Copy exactly the lines from the one containing "Target: window shutter" through the last line of the records, both included, and nothing more.

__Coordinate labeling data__

* * *

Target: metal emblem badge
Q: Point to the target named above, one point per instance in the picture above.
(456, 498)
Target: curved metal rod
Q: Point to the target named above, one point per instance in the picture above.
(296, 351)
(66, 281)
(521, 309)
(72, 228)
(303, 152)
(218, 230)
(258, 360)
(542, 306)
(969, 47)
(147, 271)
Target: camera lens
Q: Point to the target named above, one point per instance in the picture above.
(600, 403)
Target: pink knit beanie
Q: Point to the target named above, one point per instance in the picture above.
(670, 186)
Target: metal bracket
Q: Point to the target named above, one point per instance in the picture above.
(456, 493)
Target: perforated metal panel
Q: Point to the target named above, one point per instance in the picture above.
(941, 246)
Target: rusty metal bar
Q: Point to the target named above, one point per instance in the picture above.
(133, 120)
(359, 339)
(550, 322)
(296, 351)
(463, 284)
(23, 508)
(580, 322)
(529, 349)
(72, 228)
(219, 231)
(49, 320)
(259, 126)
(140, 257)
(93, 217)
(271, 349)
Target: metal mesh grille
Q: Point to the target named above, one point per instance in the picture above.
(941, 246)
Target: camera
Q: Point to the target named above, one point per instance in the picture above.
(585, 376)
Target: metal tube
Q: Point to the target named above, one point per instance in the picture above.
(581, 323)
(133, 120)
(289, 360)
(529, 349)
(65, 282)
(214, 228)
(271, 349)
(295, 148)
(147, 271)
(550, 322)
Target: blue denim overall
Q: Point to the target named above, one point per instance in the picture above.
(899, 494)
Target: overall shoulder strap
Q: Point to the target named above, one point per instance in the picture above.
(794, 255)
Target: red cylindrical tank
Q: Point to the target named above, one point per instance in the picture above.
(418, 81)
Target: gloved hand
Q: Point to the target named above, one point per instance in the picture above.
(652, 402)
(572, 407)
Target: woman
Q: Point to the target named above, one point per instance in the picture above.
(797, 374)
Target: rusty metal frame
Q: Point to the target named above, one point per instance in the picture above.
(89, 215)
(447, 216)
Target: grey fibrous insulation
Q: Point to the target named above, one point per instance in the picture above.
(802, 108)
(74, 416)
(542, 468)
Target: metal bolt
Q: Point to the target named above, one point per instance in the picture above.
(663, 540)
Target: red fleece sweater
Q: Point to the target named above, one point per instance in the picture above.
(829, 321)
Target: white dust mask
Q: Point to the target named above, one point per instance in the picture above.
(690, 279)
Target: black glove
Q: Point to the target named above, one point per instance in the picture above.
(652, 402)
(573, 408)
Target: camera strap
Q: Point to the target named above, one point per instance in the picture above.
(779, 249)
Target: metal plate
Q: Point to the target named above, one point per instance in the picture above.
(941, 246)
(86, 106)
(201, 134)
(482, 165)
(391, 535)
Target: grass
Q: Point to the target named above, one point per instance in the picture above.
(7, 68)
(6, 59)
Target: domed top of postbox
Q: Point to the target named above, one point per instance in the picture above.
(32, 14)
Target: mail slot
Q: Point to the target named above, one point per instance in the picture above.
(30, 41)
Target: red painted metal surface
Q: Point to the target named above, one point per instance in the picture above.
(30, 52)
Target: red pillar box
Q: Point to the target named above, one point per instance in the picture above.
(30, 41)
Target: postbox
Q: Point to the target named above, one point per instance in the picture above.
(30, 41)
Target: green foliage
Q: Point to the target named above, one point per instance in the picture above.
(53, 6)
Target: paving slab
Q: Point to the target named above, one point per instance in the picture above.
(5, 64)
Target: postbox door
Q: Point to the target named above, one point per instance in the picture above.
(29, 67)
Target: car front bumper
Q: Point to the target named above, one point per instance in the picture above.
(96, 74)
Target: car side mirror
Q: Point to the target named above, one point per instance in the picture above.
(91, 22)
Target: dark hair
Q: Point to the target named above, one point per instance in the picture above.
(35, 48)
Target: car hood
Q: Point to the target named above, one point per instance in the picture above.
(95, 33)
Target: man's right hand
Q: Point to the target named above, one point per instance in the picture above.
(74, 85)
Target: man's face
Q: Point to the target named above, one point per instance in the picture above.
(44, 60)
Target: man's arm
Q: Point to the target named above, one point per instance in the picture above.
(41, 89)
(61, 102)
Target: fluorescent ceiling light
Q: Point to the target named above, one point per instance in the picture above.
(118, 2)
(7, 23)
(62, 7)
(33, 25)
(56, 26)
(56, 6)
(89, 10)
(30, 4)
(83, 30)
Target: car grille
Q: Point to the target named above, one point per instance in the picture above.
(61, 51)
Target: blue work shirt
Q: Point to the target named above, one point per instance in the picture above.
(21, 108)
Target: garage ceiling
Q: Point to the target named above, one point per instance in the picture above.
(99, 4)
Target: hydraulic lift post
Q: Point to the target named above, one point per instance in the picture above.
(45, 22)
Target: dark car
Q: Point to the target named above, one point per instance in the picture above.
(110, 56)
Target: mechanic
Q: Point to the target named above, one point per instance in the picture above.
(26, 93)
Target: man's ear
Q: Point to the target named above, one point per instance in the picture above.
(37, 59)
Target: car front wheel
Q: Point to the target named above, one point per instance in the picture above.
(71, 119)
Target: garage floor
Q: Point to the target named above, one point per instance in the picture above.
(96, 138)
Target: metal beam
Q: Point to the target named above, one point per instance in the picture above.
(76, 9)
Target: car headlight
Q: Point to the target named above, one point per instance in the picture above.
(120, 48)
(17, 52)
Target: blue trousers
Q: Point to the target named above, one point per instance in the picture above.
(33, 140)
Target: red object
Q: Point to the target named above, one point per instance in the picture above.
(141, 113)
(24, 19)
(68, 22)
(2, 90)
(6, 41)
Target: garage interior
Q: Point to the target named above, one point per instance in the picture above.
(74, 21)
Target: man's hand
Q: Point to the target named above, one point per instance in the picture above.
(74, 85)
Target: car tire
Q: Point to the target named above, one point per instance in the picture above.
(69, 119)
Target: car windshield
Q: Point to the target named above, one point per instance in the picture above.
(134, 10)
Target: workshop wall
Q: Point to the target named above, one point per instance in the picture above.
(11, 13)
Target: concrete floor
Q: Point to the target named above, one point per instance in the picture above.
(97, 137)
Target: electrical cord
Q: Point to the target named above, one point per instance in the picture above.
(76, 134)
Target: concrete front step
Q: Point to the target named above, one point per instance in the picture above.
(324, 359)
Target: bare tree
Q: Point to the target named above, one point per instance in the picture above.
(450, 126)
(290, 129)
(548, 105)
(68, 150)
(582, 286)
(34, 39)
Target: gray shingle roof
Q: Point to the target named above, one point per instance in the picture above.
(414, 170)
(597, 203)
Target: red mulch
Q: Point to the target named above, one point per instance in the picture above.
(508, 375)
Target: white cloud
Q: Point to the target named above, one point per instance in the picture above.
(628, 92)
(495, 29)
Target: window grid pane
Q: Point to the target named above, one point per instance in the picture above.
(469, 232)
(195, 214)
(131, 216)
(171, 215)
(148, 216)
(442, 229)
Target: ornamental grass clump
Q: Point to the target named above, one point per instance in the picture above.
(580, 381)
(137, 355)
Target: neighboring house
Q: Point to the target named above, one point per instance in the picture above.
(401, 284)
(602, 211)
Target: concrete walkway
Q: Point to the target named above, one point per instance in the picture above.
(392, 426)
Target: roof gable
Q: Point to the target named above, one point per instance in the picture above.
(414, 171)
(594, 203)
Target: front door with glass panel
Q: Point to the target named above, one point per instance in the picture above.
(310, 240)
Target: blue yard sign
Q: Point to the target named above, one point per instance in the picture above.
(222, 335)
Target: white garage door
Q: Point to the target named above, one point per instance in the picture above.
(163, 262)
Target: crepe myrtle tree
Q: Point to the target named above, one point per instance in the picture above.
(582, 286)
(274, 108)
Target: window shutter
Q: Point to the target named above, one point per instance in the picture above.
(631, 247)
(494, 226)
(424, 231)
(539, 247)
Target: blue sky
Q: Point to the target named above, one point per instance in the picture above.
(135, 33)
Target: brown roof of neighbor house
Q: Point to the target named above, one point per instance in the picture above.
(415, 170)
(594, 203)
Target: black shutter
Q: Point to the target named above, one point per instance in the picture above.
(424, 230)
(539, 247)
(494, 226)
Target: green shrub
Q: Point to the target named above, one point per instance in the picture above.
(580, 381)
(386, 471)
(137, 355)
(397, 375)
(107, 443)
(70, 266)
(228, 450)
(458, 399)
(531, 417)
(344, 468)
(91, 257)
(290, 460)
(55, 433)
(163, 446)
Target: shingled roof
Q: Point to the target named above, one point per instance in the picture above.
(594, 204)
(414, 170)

* * *

__Finished exercise__
Target: window shutter
Q: Point to the target named above, one point per instance in the picture above.
(631, 247)
(494, 226)
(424, 231)
(539, 247)
Target: blue sky
Q: Point to the target named above, one point per instance in the picture above.
(135, 33)
Target: brown roof of neighbor house
Q: Point to the target named above, one point per instance in the picture above.
(415, 170)
(594, 203)
Target: black shutter
Q: Point to the target named above, one point per instance in the picture above.
(424, 230)
(539, 247)
(494, 226)
Target: green shrub
Q: Point to the target named above, one point per instance in the picture above.
(580, 381)
(386, 471)
(137, 355)
(397, 375)
(107, 443)
(70, 266)
(228, 450)
(458, 399)
(531, 417)
(344, 468)
(91, 257)
(290, 460)
(55, 433)
(163, 446)
Target: shingled roof
Q: Point to the target named above, one point per instance in the picture above.
(594, 204)
(414, 170)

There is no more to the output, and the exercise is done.